### [Task item]
In the text on antiderivatives of the squared sine, copy the stretch from "The $x/2$ part" through "period of $\pi$ .", changing "slope" to "gradient".

### [Text provided]
────────────────────────────────────────
See zero derivative implies locally constant

Graph of function with antiderivative

In the picture below, we depict $\sin ^{2}$ (blue) and the function $x\mapsto {\frac {x}{2}}-{\frac {\sin(2x)}{4}}$ (purple). This is the unique antiderivative that takes the value 0 at 0. The other antiderivatives can be obtained by vertically shifting the purple graph:

The black dots correspond to local extreme values for $\sin ^{2}$ , and the red dots correspond to points of inflection for the antiderivative. Each black dot is in the same vertical line as a red dot, as we should expect, because points of inflection for the antiderivative correspond to local extreme values for the original function. Further:

The antiderivative is increasing everywhere because $\sin ^{2}$ is everywhere nonnegative, and is zero only at isolated points.
The antiderivative is concave up on those intervals where $\sin ^{2}$ is increasing, i.e., intervals of the form $(n\pi ,n\pi +\pi /2)$ as $n$ varies over the integers.
The antiderivative is concave down on those intervals where $\sin ^{2}$ is decreasing, i.e., intervals of the form $(n\pi +\pi /2,n\pi +\pi )$ as $n$ varies over the integers.

Definite integrals

The $x/2$ part in the antiderivative signifies that the linear part of the antiderivative of $\sin ^{2}$ has slope $1/2$ , and this is related to the fact that $\sin ^{2}$ has a mean value of $1/2$ on any interval of length equal to the period. It is in fact clear that the function is a sinusoidal function about $x=1/2$ .

Thus, we have:

$\int _{a}^{a+n\pi }\sin ^{2}x\,dx={\frac {n\pi }{2}}$

where $n$ is an integer.

Higher antiderivatives

It is possible to antidifferentiate $\sin ^{2}$ more than once. The $n^{th}$ antiderivative is the sum of a polynomial of degree $n$ and a trigonometric function with a period of $\pi$ .
────────────────────────────────────────
### [Supplied records]
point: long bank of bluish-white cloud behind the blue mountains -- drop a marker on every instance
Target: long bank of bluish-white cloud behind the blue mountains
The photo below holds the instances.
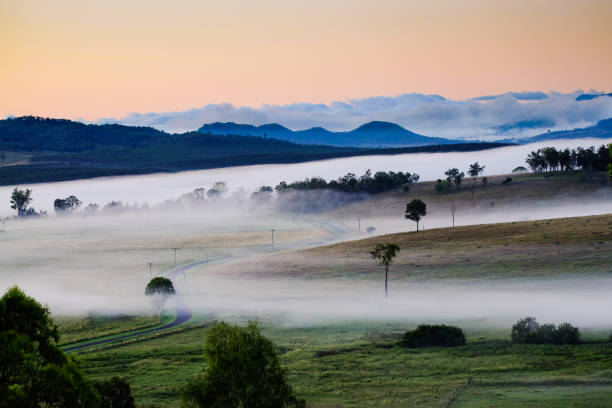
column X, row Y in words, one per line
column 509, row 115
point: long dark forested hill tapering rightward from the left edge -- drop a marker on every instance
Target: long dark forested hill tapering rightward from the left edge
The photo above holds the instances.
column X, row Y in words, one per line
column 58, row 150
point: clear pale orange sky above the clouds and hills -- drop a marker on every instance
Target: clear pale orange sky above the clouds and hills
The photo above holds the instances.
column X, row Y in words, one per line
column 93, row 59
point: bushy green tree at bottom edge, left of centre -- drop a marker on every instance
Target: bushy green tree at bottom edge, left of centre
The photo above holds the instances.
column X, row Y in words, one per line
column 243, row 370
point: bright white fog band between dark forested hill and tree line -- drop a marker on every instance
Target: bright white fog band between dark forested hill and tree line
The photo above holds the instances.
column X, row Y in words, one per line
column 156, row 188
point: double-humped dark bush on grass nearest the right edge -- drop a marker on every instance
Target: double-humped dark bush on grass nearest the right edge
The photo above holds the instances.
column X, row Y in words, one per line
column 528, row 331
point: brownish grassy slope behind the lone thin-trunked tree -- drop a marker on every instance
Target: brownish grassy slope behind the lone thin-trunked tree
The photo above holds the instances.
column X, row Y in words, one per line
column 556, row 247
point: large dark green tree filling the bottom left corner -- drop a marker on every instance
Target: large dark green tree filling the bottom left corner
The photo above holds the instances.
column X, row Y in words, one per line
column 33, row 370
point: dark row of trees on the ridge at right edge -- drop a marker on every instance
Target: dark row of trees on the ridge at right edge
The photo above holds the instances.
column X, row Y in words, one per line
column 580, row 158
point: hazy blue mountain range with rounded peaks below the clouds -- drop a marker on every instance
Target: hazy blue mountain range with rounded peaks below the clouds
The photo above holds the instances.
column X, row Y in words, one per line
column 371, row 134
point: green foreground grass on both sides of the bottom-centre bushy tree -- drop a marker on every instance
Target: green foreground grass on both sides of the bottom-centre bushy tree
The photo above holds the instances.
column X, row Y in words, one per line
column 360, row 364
────────────────────────────────────────
### [Output below]
The $x/2$ part in the antiderivative signifies that the linear part of the antiderivative of $\sin ^{2}$ has gradient $1/2$ , and this is related to the fact that $\sin ^{2}$ has a mean value of $1/2$ on any interval of length equal to the period. It is in fact clear that the function is a sinusoidal function about $x=1/2$ .

Thus, we have:

$\int _{a}^{a+n\pi }\sin ^{2}x\,dx={\frac {n\pi }{2}}$

where $n$ is an integer.

Higher antiderivatives

It is possible to antidifferentiate $\sin ^{2}$ more than once. The $n^{th}$ antiderivative is the sum of a polynomial of degree $n$ and a trigonometric function with a period of $\pi$ .